DESCRIPTION OF THE TASK: The records below must be transcribed exactly. Do not include the pictures.

Segment Open

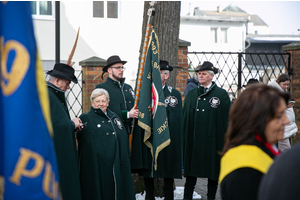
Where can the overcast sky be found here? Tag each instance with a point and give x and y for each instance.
(283, 17)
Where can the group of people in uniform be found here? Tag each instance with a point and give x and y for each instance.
(197, 134)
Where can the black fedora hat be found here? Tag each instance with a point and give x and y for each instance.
(164, 65)
(251, 81)
(64, 71)
(112, 60)
(207, 66)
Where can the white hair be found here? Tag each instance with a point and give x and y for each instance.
(211, 72)
(98, 92)
(165, 71)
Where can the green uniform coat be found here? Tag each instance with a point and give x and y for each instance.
(205, 120)
(103, 155)
(169, 159)
(121, 101)
(65, 144)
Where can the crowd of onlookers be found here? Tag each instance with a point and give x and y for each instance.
(233, 145)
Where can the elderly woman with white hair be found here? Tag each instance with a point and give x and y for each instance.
(103, 153)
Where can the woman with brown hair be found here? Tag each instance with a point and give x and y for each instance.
(282, 83)
(256, 122)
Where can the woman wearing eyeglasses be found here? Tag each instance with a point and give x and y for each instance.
(103, 153)
(282, 83)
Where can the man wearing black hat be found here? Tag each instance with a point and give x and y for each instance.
(251, 81)
(121, 94)
(64, 128)
(205, 118)
(169, 161)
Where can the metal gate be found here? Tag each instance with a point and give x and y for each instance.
(236, 68)
(74, 96)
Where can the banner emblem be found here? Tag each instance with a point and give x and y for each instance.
(118, 123)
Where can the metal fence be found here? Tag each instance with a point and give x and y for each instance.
(236, 68)
(74, 96)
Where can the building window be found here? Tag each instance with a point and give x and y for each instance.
(219, 35)
(106, 9)
(42, 9)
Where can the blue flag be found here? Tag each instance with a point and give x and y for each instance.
(152, 109)
(27, 158)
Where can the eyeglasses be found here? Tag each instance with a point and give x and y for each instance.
(119, 67)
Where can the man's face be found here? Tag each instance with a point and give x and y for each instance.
(62, 84)
(115, 71)
(204, 77)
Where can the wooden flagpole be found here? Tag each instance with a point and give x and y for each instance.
(151, 13)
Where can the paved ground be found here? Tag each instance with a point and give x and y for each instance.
(201, 187)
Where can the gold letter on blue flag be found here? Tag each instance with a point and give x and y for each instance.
(27, 158)
(152, 110)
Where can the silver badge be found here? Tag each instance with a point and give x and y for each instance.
(118, 123)
(214, 102)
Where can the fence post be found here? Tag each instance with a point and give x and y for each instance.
(91, 67)
(294, 65)
(239, 73)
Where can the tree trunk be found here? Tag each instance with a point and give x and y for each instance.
(166, 23)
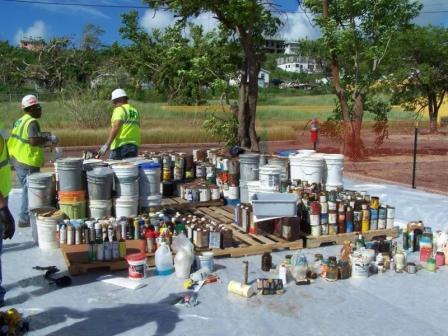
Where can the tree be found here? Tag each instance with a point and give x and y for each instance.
(250, 21)
(358, 35)
(421, 79)
(181, 67)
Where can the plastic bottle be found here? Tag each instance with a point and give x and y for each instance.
(182, 262)
(164, 260)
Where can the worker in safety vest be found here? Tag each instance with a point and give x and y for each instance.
(26, 149)
(124, 137)
(7, 225)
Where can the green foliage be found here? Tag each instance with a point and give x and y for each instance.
(85, 109)
(223, 127)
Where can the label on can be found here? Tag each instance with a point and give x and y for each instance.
(314, 220)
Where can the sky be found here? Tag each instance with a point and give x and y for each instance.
(33, 18)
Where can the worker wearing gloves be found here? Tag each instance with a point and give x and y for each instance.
(7, 225)
(26, 149)
(124, 137)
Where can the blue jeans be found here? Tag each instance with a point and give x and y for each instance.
(22, 174)
(123, 152)
(2, 290)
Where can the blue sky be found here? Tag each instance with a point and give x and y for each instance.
(19, 19)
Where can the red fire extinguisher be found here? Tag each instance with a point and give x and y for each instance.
(314, 132)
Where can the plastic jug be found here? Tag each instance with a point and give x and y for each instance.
(164, 260)
(182, 263)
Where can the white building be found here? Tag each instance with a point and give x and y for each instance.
(298, 64)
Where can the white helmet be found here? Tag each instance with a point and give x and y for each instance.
(118, 93)
(29, 100)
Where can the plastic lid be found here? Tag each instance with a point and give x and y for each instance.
(136, 257)
(149, 165)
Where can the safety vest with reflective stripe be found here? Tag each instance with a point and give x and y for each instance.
(5, 169)
(19, 146)
(129, 132)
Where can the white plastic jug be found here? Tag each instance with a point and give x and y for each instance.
(182, 263)
(164, 260)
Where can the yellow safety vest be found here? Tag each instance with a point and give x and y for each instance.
(19, 146)
(5, 169)
(129, 132)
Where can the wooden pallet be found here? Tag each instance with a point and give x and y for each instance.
(338, 239)
(245, 244)
(180, 203)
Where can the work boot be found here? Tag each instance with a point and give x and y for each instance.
(23, 223)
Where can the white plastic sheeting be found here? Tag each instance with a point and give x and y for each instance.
(388, 304)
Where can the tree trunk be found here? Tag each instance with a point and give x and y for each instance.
(243, 120)
(433, 110)
(254, 69)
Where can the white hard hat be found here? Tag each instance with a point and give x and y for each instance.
(118, 93)
(29, 100)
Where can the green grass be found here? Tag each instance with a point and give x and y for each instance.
(278, 118)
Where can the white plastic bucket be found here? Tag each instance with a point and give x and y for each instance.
(150, 201)
(295, 166)
(270, 178)
(244, 192)
(126, 207)
(126, 179)
(70, 174)
(233, 192)
(46, 231)
(252, 188)
(41, 189)
(100, 208)
(312, 169)
(249, 164)
(335, 171)
(206, 260)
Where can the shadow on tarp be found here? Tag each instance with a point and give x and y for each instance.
(14, 247)
(110, 321)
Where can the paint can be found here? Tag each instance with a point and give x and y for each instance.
(240, 289)
(215, 194)
(204, 194)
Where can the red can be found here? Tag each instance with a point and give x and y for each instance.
(425, 254)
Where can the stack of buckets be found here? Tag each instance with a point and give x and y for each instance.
(41, 199)
(313, 167)
(126, 189)
(149, 175)
(249, 169)
(71, 186)
(100, 183)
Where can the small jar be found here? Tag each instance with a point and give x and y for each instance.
(266, 262)
(333, 271)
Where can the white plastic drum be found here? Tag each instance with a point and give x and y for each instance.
(270, 178)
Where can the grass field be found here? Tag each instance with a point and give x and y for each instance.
(161, 123)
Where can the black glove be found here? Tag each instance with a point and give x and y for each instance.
(8, 223)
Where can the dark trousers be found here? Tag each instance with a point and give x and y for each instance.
(123, 152)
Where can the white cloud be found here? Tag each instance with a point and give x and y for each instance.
(161, 19)
(37, 30)
(437, 16)
(75, 10)
(297, 26)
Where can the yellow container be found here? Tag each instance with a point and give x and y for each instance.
(74, 210)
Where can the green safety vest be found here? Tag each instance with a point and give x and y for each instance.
(129, 132)
(5, 169)
(19, 146)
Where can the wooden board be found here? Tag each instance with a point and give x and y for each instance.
(243, 244)
(76, 259)
(338, 239)
(183, 204)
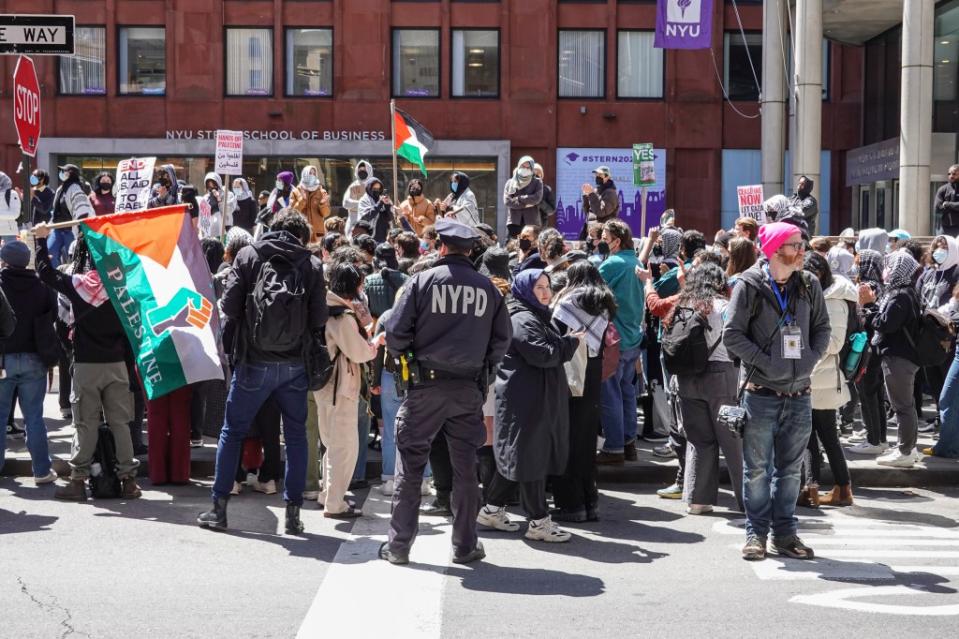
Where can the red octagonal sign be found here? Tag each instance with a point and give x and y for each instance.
(26, 105)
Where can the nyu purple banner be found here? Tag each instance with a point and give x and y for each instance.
(684, 24)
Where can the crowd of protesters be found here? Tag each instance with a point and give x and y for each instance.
(805, 334)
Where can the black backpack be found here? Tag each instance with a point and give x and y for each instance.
(105, 484)
(683, 343)
(279, 311)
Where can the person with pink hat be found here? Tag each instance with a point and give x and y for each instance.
(777, 325)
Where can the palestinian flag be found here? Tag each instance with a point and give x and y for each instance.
(412, 141)
(158, 280)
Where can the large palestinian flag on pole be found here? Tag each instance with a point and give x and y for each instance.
(413, 141)
(157, 278)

Segment Closed

COMPLETED TASK:
Where can the overcast sky be found here? Tag each instance with a point and give x and y for each instance.
(283, 17)
Where can the group of people in uniform be found here? Tag each instance with a point and give x and y for each instance.
(197, 134)
Where can the black fedora hat be found here? Tag each instance with a point and give x and y for each instance.
(164, 65)
(251, 81)
(64, 71)
(112, 60)
(207, 66)
Where can the white hair be found here? Tag each instance with a point and give x and y for each instance.
(211, 72)
(98, 92)
(165, 71)
Where can the green uniform coat be found here? Tag each instance with a point and give x and y for each instance.
(205, 120)
(103, 155)
(169, 159)
(121, 101)
(65, 144)
Where can the crowd of onlookers be found here? Tag each instance with a point and give x and y for each instance.
(233, 145)
Where can the elderly woman with white hair be found here? Tag each instance with a point and give x and y for each instance.
(103, 153)
Where can the woman with brown hair be found here? Tag each instance with a point and give x and y for each instance.
(282, 83)
(256, 122)
Where can the woman wearing eyeglasses be found here? Tag each instance with a point and give x and y for each instance.
(103, 153)
(282, 83)
Where can the man wearing black hat be found here? Tag each instance with a point and give x and y for each instance.
(251, 81)
(121, 94)
(64, 128)
(205, 118)
(169, 161)
Where can the metal gate be found here? Tag each instance with a point and give x and y for each instance.
(236, 68)
(74, 96)
Where can the banner emblem be found here? Tag each instance with a point and give x and y for each instance.
(118, 123)
Where can the metal fence be found here? Tag each instance with a point and give x and y for each instance.
(236, 68)
(74, 96)
Where can the building window be found here? Tag each instance with a point and give x and y for each instance.
(219, 35)
(106, 9)
(42, 9)
Where can the blue flag be found here? Tag each instance with a point and give x and y for each instance.
(152, 109)
(27, 158)
Where can the eyeglasses be found here? Tag each instance with a point and give x and y for each instance.
(119, 67)
Where can the man's face be found here? Tag each instance with a point and give x and y for each instance.
(62, 84)
(115, 71)
(204, 77)
Where can the wooden flagpole be found here? Tag each instance with a point and give x and y for each instance.
(151, 13)
Where can the paved ground be found here? Tag each instance with a point and give x and y for each instance.
(201, 187)
Where can the gold letter on blue flag be found here? Tag each instance with a point and give x and y for each instance.
(27, 158)
(152, 110)
Where can the silver badge be found here? Tag each instance with a point and give x and y for each instance.
(118, 123)
(214, 102)
Where can the fence post be found here? Tag each instance with a point and give x and y for each instance.
(91, 67)
(294, 65)
(239, 73)
Where can the tree trunk be found here? Tag each instance with a point and give x and y for each instance.
(166, 23)
Where can the tree be found here? Tag each instance with a point and give x and y for each instance.
(250, 21)
(358, 35)
(421, 79)
(181, 67)
Where can the plastic bottle be found here? Tag each instance with a point and give x and y for each instance.
(182, 262)
(164, 260)
Where can the worker in safety vest be found here? Tag each instance with a point and give x and y for each instance.
(26, 149)
(124, 137)
(7, 225)
Where can the green foliage be found here? Tag each instance with a point and give x and y for each instance.
(85, 109)
(223, 127)
Where can the label on can be found here? Tag each instance with a point and give x and y for each instance.
(314, 220)
Where can the sky be found here? Tag each instance with a point and give x and y for each instance.
(33, 18)
Where can the worker wearing gloves be found here? Tag each instance with a point and give x and y for each instance.
(7, 225)
(26, 149)
(124, 137)
Where can the blue jeans be found here? Tag each instance with a point and give x and y for each instance.
(22, 174)
(123, 152)
(2, 290)
Where can the blue sky be found here? Tag each instance with a point and give x and y for each instance.
(19, 19)
Where can the red fire extinguisher be found here? Tag each instance with a point and give x and y for each instance.
(314, 132)
Where can the plastic jug be found here? Tag each instance with a point and give x and y for each instance.
(164, 260)
(182, 263)
Where can the white building be found here? Tag each instance with a point and give x and y for each instance.
(298, 64)
Where can the white helmet be found here? Tag each instance with a point and give x and y for each instance.
(118, 93)
(29, 100)
Where can the plastic lid be found here? Tag each instance with a point and give x and y for each instance.
(136, 257)
(149, 165)
Where can the safety vest with reflective stripe be found here? Tag each instance with a point and give x and y for each instance.
(5, 169)
(19, 146)
(129, 132)
Where can the white plastic jug be found here? Tag each instance with a point and give x and y for each instance.
(182, 263)
(164, 260)
Where can the yellow safety vest be found here? Tag each instance with a point and give x and y for each instance.
(19, 146)
(5, 169)
(129, 132)
Where can the wooden pallet be found here? Tag each instance with a point and give x and y for each instance.
(338, 239)
(245, 244)
(180, 203)
Where can the work boot be found here? Tag each instance with a point and give x and y for each instance.
(23, 223)
Where can the white plastic sheeting be found here? Tag each instance with a point and give x and y for each instance.
(388, 304)
Where can the tree trunk be found here? Tag each instance with a point and give x and y for each instance.
(243, 120)
(433, 110)
(254, 69)
Where can the white hard hat be found here? Tag each instance with a point and give x and y for each instance.
(118, 93)
(29, 100)
Where can the green grass be found here? Tag each instance with a point and give x and y for each instance.
(278, 118)
Where can the white plastic bucket be found here? Tag each instance with a point and give x and y for each instance.
(150, 201)
(295, 166)
(270, 178)
(244, 192)
(126, 207)
(126, 179)
(70, 174)
(233, 192)
(46, 231)
(252, 188)
(41, 189)
(100, 208)
(312, 169)
(249, 164)
(335, 171)
(206, 260)
Where can the shadow on tarp be found here? Tag each instance with a point and give x and y for each instance.
(14, 247)
(110, 321)
Where can the paint can be found here? Tag each instance with a point and give x and y for each instance.
(240, 289)
(215, 194)
(204, 194)
Where can the red can be found here? Tag each instance with a point and give x and y for each instance.
(425, 254)
Where can the stack of buckets be found here? Tag each instance with a point and give x and y for each instance.
(41, 199)
(313, 167)
(126, 189)
(149, 175)
(249, 169)
(71, 186)
(100, 183)
Where can the small jar be found here? Tag each instance with a point and give x and y for each instance.
(266, 262)
(333, 271)
Where can the white plastic drum be found here? Tag each instance with a point and give x and y for each instance.
(270, 178)
Where can the grass field be found here? Tag each instance with a point and give x and y for each instance.
(161, 123)
Where can the black glove be found here? Tag each instance with a point and give x and y for each instance.
(8, 223)
Where can the dark trousers be found here? Tag each instance with a point and give x and y for each instance.
(123, 152)
Where can the white cloud be found here? Tag each instance with a point and give x and y for each instance.
(161, 19)
(37, 30)
(437, 16)
(75, 10)
(297, 26)
Where can the yellow container be found here? Tag each instance with a point and give x and y for each instance.
(74, 210)
Where can the green safety vest be found here? Tag each instance with a point and give x and y for each instance.
(129, 132)
(5, 169)
(19, 146)
Where can the wooden board be found here? Tag each instance with a point and give x and y for each instance.
(243, 244)
(76, 259)
(338, 239)
(183, 204)
Where can the red octagonal sign be found here? Tag each instance with a point and give x and y for each instance.
(26, 105)
Where can the nyu purple banner be found here? Tag each instance with a point and give x and y for each instance.
(684, 24)
Where can the crowd of protesters be found here? Tag each instance with a point and give x and y for each instance.
(805, 334)
Where can the black backpack be found here? Tag each instance with a point and give x and y for each instance.
(105, 484)
(683, 343)
(279, 311)
Where can the person with pink hat be found here? Tag each instance with a point and give x and y for each instance.
(777, 325)
Where can the palestinian flag be found here? Tag each instance with a point and give x and y for each instance.
(412, 141)
(158, 280)
Where can the large palestinian flag on pole be found here? Tag each instance with a point and give x and y for each instance.
(413, 141)
(157, 278)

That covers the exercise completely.